WORK INSTRUCTION ->
Output each entry verbatim. Leave the images out.

== DATASET ENTRIES

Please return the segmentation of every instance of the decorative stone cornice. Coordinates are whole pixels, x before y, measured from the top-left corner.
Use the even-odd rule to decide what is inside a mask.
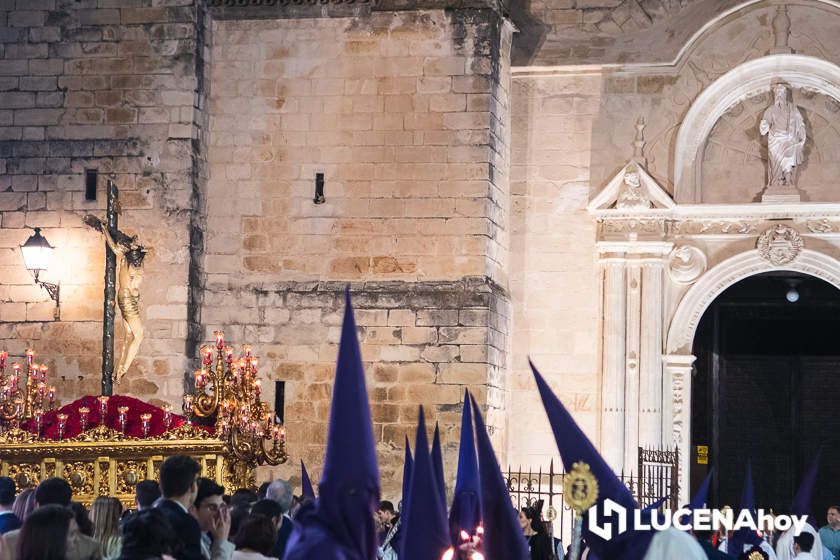
[[[216,19],[359,17],[371,12],[490,10],[507,12],[506,0],[207,0]]]

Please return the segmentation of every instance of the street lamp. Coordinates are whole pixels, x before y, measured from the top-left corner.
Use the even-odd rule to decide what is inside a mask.
[[[53,247],[49,241],[41,235],[41,228],[35,228],[35,233],[26,240],[26,243],[20,246],[20,252],[23,254],[23,263],[26,269],[35,275],[35,284],[41,286],[50,295],[50,298],[55,302],[55,318],[60,317],[60,298],[58,284],[51,284],[43,282],[38,279],[38,275],[42,270],[47,270],[52,258]]]

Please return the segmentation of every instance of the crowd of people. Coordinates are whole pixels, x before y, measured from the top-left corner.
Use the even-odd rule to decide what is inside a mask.
[[[108,496],[88,510],[62,478],[17,493],[0,477],[0,560],[282,559],[303,503],[289,483],[227,495],[199,471],[191,457],[167,458],[160,482],[138,483],[126,510]]]

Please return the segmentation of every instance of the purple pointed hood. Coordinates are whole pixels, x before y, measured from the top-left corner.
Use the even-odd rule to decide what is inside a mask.
[[[461,531],[475,533],[481,525],[481,481],[478,477],[478,460],[475,456],[472,406],[469,393],[464,390],[464,410],[461,413],[461,444],[458,449],[458,477],[449,512],[449,536],[452,544],[461,542]]]

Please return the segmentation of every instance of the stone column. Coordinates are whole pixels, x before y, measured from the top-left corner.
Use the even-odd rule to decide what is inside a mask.
[[[662,415],[662,433],[671,434],[671,441],[680,450],[679,503],[684,504],[688,496],[688,469],[691,457],[691,365],[696,359],[691,354],[668,354],[662,356],[665,364],[665,399],[670,410]],[[663,411],[665,412],[665,411]]]
[[[662,303],[664,263],[650,259],[642,266],[641,348],[639,352],[639,445],[661,447],[662,431]],[[670,395],[667,395],[670,399]]]
[[[624,258],[605,259],[604,350],[601,389],[601,454],[616,471],[624,468],[626,273]]]
[[[635,471],[639,455],[639,348],[642,307],[642,270],[638,261],[628,261],[627,314],[624,375],[624,468]]]

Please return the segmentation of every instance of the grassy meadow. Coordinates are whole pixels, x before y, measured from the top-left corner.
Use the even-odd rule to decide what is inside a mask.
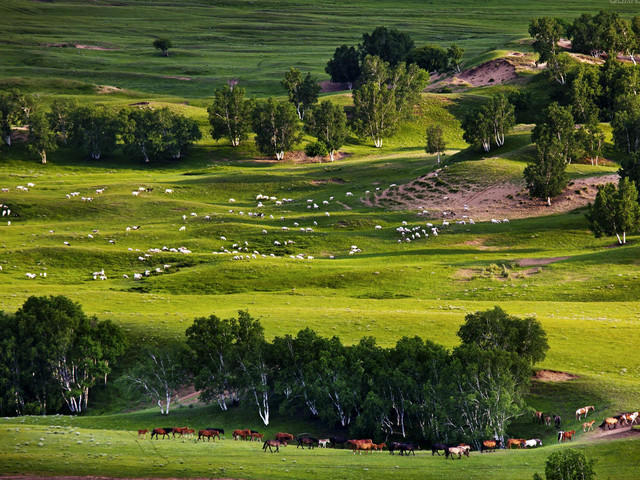
[[[424,94],[416,118],[382,148],[351,137],[333,163],[302,162],[300,156],[276,163],[251,142],[234,149],[207,133],[208,99],[228,79],[237,78],[251,96],[282,96],[280,79],[289,67],[326,80],[324,65],[336,46],[357,44],[378,25],[411,34],[417,45],[458,43],[468,67],[501,51],[529,51],[527,24],[534,16],[573,18],[601,8],[637,13],[633,4],[595,0],[4,1],[0,89],[19,87],[45,105],[60,97],[112,107],[169,105],[196,119],[204,138],[184,160],[148,165],[120,151],[90,161],[72,148],[50,154],[42,165],[21,142],[0,148],[0,187],[9,189],[0,193],[0,203],[17,214],[11,225],[0,219],[0,310],[15,311],[31,295],[63,294],[85,312],[114,320],[135,344],[182,339],[196,317],[248,309],[269,339],[311,327],[346,343],[373,336],[389,346],[418,335],[452,348],[467,313],[500,305],[542,322],[551,348],[539,368],[577,375],[566,382],[534,381],[531,407],[559,413],[566,429],[578,430],[573,443],[598,459],[598,478],[638,478],[636,439],[593,441],[572,419],[583,405],[596,406],[597,424],[605,415],[640,406],[637,233],[620,247],[615,239],[596,239],[582,208],[500,224],[453,224],[438,236],[399,243],[396,228],[403,222],[426,228],[426,222],[441,225],[442,218],[363,203],[376,188],[394,188],[438,168],[435,156],[424,153],[424,130],[432,123],[444,129],[451,191],[519,180],[534,153],[528,120],[487,155],[467,149],[462,139],[463,114],[497,87]],[[151,47],[160,36],[175,45],[168,58]],[[84,48],[61,46],[70,44]],[[528,83],[536,105],[548,100],[538,77]],[[351,105],[345,93],[327,98]],[[605,129],[605,154],[612,161],[572,164],[573,180],[617,171],[619,158]],[[35,187],[16,188],[27,183]],[[149,191],[133,196],[139,187]],[[71,192],[80,195],[67,198]],[[292,201],[258,207],[258,194]],[[308,208],[314,203],[318,209]],[[424,208],[429,210],[426,201]],[[139,228],[127,230],[133,226]],[[361,253],[349,255],[352,245]],[[238,251],[245,246],[246,252]],[[149,251],[163,247],[191,253]],[[254,251],[255,259],[233,260]],[[296,259],[298,254],[313,259]],[[107,280],[93,279],[100,269]],[[151,275],[133,279],[145,270]],[[38,276],[28,279],[26,273]],[[125,405],[113,391],[96,390],[87,415],[0,419],[0,474],[522,479],[542,472],[548,455],[565,448],[557,444],[555,429],[526,416],[509,433],[541,438],[543,448],[474,452],[461,461],[425,451],[399,458],[292,446],[264,454],[258,444],[232,441],[230,431],[324,436],[331,429],[278,412],[265,428],[246,407],[223,414],[216,406],[186,401],[167,419],[148,404]],[[227,436],[204,445],[136,437],[137,429],[160,424],[216,424]]]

====

RESPONSE TO THE EXERCISE ->
Please return the segmentation of every instance of the decorative stone cornice. Coordinates are whole pixels, x before y, measured from the top-left corner.
Use the even-odd rule to decide what is inside a mask.
[[[216,19],[359,17],[371,12],[490,10],[507,12],[506,0],[207,0]]]

Please return the segmentation of every instance of the street lamp. Coordinates are whole pixels, x before y, measured from the top-left corner.
Use the even-odd rule to decide what is inside a mask.
[[[53,247],[49,241],[41,235],[41,228],[35,228],[35,233],[26,240],[26,243],[20,246],[20,252],[23,254],[23,263],[26,269],[35,275],[35,284],[41,286],[50,295],[50,298],[55,302],[55,318],[60,317],[60,298],[58,284],[51,284],[43,282],[38,279],[38,275],[42,270],[47,270],[52,258]]]

Please return the segmentation of every instance of the crowd of people. Coordinates are whole pixels, x before y, measured from the top-left corner.
Use the even-odd rule to decide what is inside a mask.
[[[108,496],[88,510],[62,478],[17,493],[0,477],[0,560],[282,559],[303,503],[289,483],[227,495],[199,471],[191,457],[167,458],[160,482],[138,483],[126,510]]]

Please return the segmentation of every instance of the purple pointed hood. Coordinates are whole pixels, x before y, measured from the top-left corner.
Use the even-odd rule to decide what is inside a mask.
[[[461,531],[475,533],[481,525],[481,481],[478,477],[478,460],[475,456],[472,406],[469,393],[464,390],[464,410],[461,413],[461,444],[458,449],[458,477],[449,512],[449,536],[452,544],[461,542]]]

Please return the segmentation of every instance of the stone column. Coordinates are whole pixels, x before y, measured from the top-left corner.
Use the even-odd rule to decide what is inside a mask.
[[[662,415],[662,433],[671,434],[671,441],[680,450],[679,503],[684,504],[688,496],[688,469],[691,457],[691,365],[696,359],[691,354],[668,354],[662,356],[665,364],[665,399],[670,410]],[[663,411],[665,412],[665,411]]]
[[[662,303],[664,263],[650,259],[642,266],[641,348],[639,352],[639,445],[661,447],[662,431]],[[670,395],[667,395],[670,399]]]
[[[624,258],[605,259],[604,350],[601,389],[601,454],[616,471],[624,468],[626,273]]]
[[[635,471],[639,455],[639,348],[642,307],[642,270],[638,261],[628,261],[627,314],[624,375],[624,468]]]

Please return the segmentation of every instance of the grassy meadow. Coordinates are whole pixels, x before y, measured from the top-left corner.
Use the even-odd rule to decide what is inside a mask.
[[[424,94],[416,118],[382,148],[351,137],[333,163],[302,162],[300,156],[276,163],[251,142],[234,149],[207,133],[208,99],[228,79],[237,78],[251,96],[282,96],[280,79],[289,67],[326,80],[324,65],[336,46],[357,44],[378,25],[411,34],[417,45],[458,43],[468,67],[501,51],[529,51],[527,24],[534,16],[573,18],[601,8],[637,13],[633,4],[595,0],[4,1],[0,89],[19,87],[45,105],[60,97],[112,107],[169,105],[196,119],[204,138],[184,160],[148,165],[120,151],[90,161],[72,148],[50,154],[42,165],[21,142],[0,148],[0,187],[9,189],[0,193],[0,203],[17,214],[11,225],[0,219],[0,310],[15,311],[31,295],[63,294],[85,312],[114,320],[135,344],[182,339],[196,317],[248,309],[269,339],[311,327],[346,343],[373,336],[389,346],[418,335],[452,348],[467,313],[500,305],[542,322],[551,348],[539,368],[577,375],[566,382],[534,381],[531,407],[559,413],[566,429],[578,430],[573,443],[598,459],[598,478],[638,478],[636,439],[593,441],[572,419],[583,405],[596,406],[597,424],[605,415],[640,406],[637,233],[620,247],[615,239],[596,239],[582,208],[500,224],[453,224],[438,236],[399,243],[396,228],[403,222],[426,228],[426,222],[441,225],[442,218],[363,203],[376,188],[394,188],[438,168],[435,156],[424,153],[424,130],[432,123],[444,129],[451,191],[519,180],[534,153],[528,120],[487,155],[467,149],[462,139],[463,114],[497,87]],[[151,47],[160,36],[175,45],[168,58]],[[84,48],[61,46],[70,44]],[[528,83],[536,105],[548,100],[538,77]],[[351,105],[345,93],[327,98]],[[605,129],[605,154],[612,161],[572,164],[573,180],[617,171],[619,158]],[[35,187],[16,188],[27,183]],[[149,191],[133,196],[139,187]],[[71,192],[80,195],[67,198]],[[292,201],[258,207],[258,194]],[[308,208],[314,203],[318,209]],[[424,208],[429,210],[426,201]],[[139,228],[127,230],[133,226]],[[361,253],[349,255],[352,245]],[[238,251],[245,246],[246,252]],[[149,251],[163,247],[191,253]],[[254,251],[255,259],[233,260]],[[296,259],[298,254],[313,259]],[[107,280],[93,279],[100,269]],[[151,275],[133,279],[145,270]],[[38,276],[28,279],[26,273]],[[125,405],[113,391],[96,390],[87,415],[0,419],[0,474],[522,479],[542,472],[548,455],[565,448],[557,444],[555,429],[526,416],[509,433],[541,438],[543,448],[474,452],[461,461],[425,451],[399,458],[292,446],[264,454],[258,444],[232,441],[230,431],[324,436],[331,429],[278,412],[265,428],[246,407],[223,414],[216,406],[186,401],[167,419],[148,404]],[[227,436],[204,445],[136,437],[137,429],[160,424],[216,424]]]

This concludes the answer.